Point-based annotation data
--- start ---
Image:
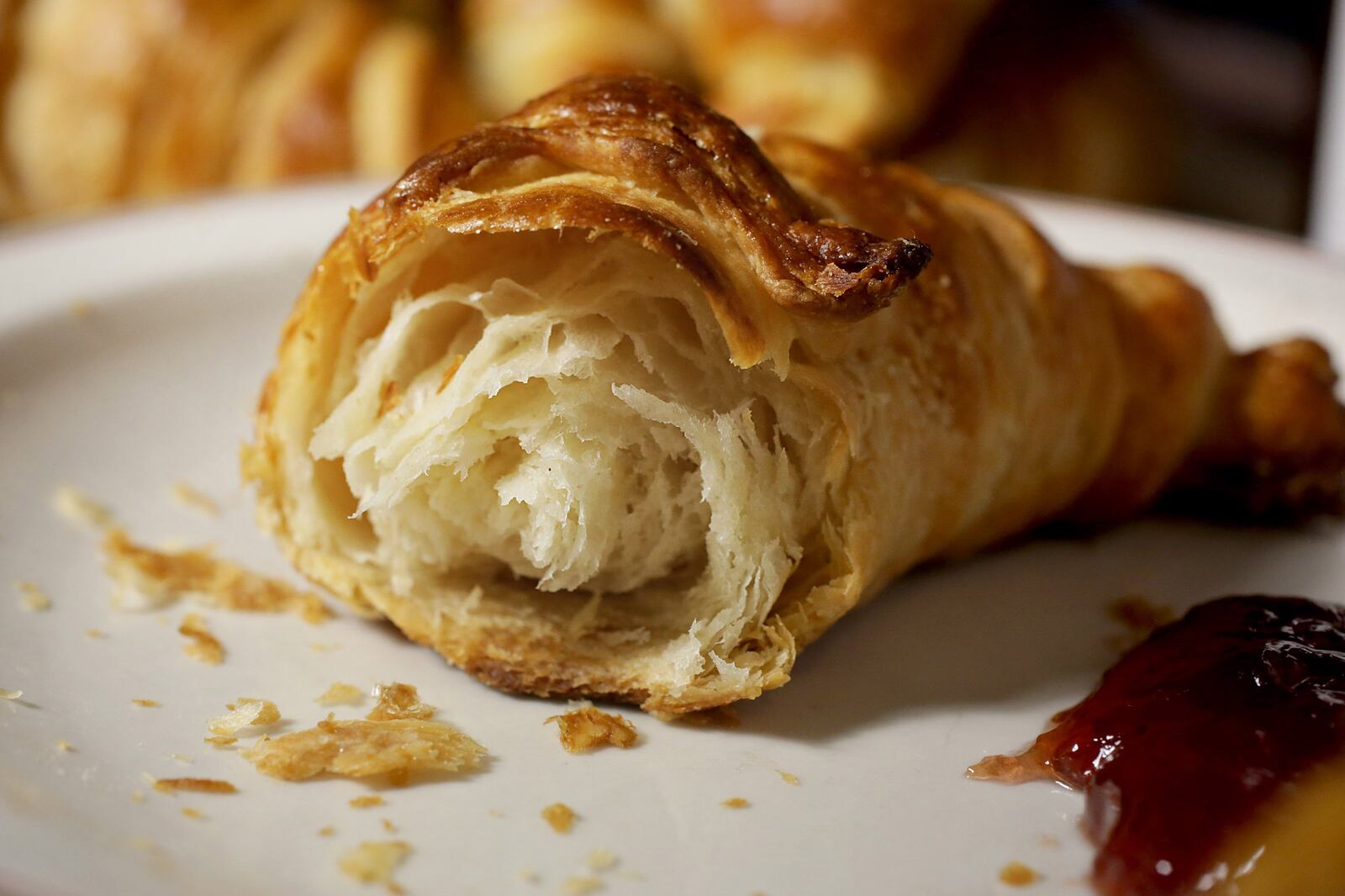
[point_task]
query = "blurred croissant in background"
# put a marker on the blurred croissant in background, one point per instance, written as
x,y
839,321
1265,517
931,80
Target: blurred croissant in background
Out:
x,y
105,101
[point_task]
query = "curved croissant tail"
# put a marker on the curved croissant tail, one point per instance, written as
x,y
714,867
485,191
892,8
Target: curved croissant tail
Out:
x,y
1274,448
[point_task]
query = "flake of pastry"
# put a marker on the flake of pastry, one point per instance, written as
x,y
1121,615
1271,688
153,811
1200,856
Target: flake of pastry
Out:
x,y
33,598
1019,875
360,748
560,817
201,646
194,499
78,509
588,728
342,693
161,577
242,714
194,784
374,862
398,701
--- end ---
--- start ---
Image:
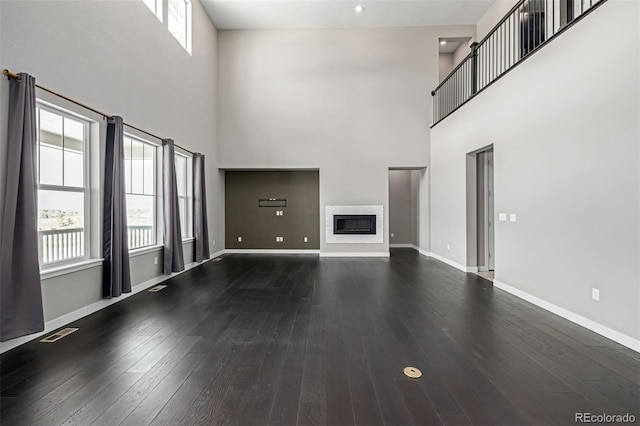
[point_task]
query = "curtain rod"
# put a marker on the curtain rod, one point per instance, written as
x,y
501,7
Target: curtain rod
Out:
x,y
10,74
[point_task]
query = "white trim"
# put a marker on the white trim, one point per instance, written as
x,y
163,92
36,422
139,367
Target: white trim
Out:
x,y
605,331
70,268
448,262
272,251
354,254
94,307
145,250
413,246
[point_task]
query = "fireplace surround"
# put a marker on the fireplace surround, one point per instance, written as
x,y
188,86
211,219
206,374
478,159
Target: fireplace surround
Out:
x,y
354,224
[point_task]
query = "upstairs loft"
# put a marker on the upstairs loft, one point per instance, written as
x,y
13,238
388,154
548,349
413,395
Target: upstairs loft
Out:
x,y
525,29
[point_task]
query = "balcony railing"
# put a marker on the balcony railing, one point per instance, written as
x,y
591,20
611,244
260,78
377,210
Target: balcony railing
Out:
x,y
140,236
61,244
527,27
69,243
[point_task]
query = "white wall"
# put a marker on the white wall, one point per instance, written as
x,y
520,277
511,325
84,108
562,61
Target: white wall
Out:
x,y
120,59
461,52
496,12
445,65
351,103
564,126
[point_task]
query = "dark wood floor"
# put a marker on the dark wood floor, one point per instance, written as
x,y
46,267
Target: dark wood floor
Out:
--- end ---
--- start ---
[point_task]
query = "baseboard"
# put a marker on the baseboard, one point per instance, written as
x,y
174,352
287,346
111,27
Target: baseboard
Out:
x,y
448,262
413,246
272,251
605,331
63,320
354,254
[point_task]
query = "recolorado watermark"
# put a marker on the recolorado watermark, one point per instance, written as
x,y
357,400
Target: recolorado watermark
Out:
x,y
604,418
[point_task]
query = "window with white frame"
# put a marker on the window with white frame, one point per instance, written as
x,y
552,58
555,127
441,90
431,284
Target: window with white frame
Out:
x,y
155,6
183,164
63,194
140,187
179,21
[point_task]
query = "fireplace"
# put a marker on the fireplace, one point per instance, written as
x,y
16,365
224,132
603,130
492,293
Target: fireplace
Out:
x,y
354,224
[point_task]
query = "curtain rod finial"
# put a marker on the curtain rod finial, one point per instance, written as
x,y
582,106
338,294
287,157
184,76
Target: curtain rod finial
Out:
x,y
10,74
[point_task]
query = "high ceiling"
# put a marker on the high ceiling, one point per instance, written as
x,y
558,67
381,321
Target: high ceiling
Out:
--- end ---
Return each line from the items above that contains the string "croissant". Only matches with the same letter case count.

query = "blurred croissant in background"
# put a marker on the blurred croissant in background, one point per instance, written as
Target: blurred croissant in background
query = "curved croissant tail"
# put a marker on the curved croissant tail, one point per instance, written as
Target: curved croissant tail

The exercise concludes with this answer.